- **PROVIDED PASSAGE**:
Skip to content
Tobias Kind edited this page Mar 28, 2017 · 49 revisions

The installation of caret seems quite simple. However you will notice that installing the most common packages and over 200 dependencies will take a while. For installing just a randomForest with caret or knn that seems fine, lazy loading will usually load them. However when code is hosted on other repositories such as BioConductor, R-Forge etc and requires code compilations and additional dependencies such as python and JAVA a full caret installation can become quite a hazzle. For beginner mode just use the simple installer with the R one liner. Machine learning experts use the deLuxe caret installer, based on popular demand, which will install almost all 765 libraries that are required by caret.


Simple caret installation

# caret simple installation with most methods attached
install.packages("caret", dependencies = c("Imports", "Depends", "Suggests"))

Using the "simple caret installation" has two caveats, for example under WINDOWS when using the Microsoft CRAN mirror from REVO the caret version is usually behind the official CRAN mirror. Although the simplified version will install over 330 packages not all true dependencies will be covered. Many additional 200 packages such a Boruta will ask at run-time to be loaded and then the user has to enter 0 or 1. This can become quite annoying during long runs of all 200 methods or after package updates.


Comfort caret installation

# installs most of the 340 caret dependencies and
# caret book + seven commonly used but not all of them
mostP <- c("caret", "AppliedPredictiveModeling", "ggplot2", 
		"data.table", "plyr", "knitr", "shiny", "xts", "lattice")
install.packages(mostP, dependencies = c("Imports", "Depends", "Suggests"))
require(caret); sessionInfo();

The comfort mode installs the libraries from the caret book and the seven most commonly libraries. It is for those who just want to run a few rf and knn models but are not seriously interested in trying all 200 methods, ensembles, bags and other methods.

- **EXERCISE REQUIREMENTS**:
1) According to the caret installation page, how many libraries does the deLuxe caret installer install?
2) Pick up the caret installation page after its final sentence and write what comes next.

- **AVAILABLE DATA**:

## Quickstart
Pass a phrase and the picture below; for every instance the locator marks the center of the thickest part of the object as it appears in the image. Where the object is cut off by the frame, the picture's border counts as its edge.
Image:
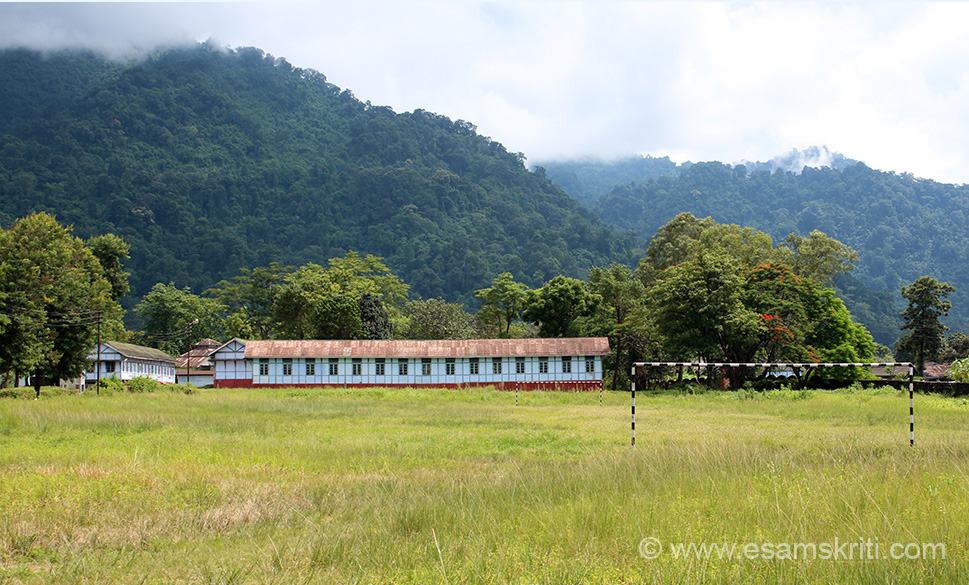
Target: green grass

- **RESULTS IN ORDER**:
1) Almost all 765 libraries required by caret.

2)
deLuxe caret installation

# deLuxe setup of caret package with allmost all 765 required caret libraries 
# https://github.com/tobigithub/caret-machine-learning
# Tobias Kind (2015)

# 1) load caret packages from BioConductor, answer 'n' for updates
source("http://bioconductor.org/biocLite.R")
biocLite()
biocLite(c("arm", "gpls", "logicFS", "vbmp"))
 
# 2) installs most of the 340 caret dependencies + seven commonly used ones
mCom <- c("caret", "AppliedPredictiveModeling", "ggplot2", 
                "data.table", "plyr", "knitr", "shiny", "xts", "lattice")
install.packages(mCom, dependencies = c("Imports", "Depends", "Suggests"))     

# 3) load caret and check which additional libraries 
# covering over 200 models need to be installed
# use caret getModelInfo() to obtain all related libraries
require(caret); sessionInfo();
cLibs <- unique(unlist(lapply(getModelInfo(), function(x) x$library)))
detach("package:caret", unload=TRUE)
install.packages(cLibs, dependencies = c("Imports", "Depends", "Suggests"))

# 4) load packages from R-Forge
install.packages(c("CHAID"), repos="http://R-Forge.R-project.org")

# 5) Restart R, clean-up mess, and say 'y' when asked
# All packages that are not in CRAN such as SDDA need to be installed by hand
source("http://bioconductor.org/biocLite.R")
biocLite()
biocLite(c("gpls", "logicFS", "vbmp"))
### END

The deLuxe mode is the recommended mode for the caret installation. It will take care of over 765 packages installed, however in good old R manner, things can break at any given time. For example under Windows there is a DLL load limit, packages that contain bugs or erroneous code may break when loading a package. During install certain packages maybe overwritten or can not be overwritten so that additional may errors occur. The deLuxe mode is not for updating packages which requires checking installed and new packages.


Testing if caret works

library(caret)
sessionInfo()

data(BloodBrain); set.seed(123)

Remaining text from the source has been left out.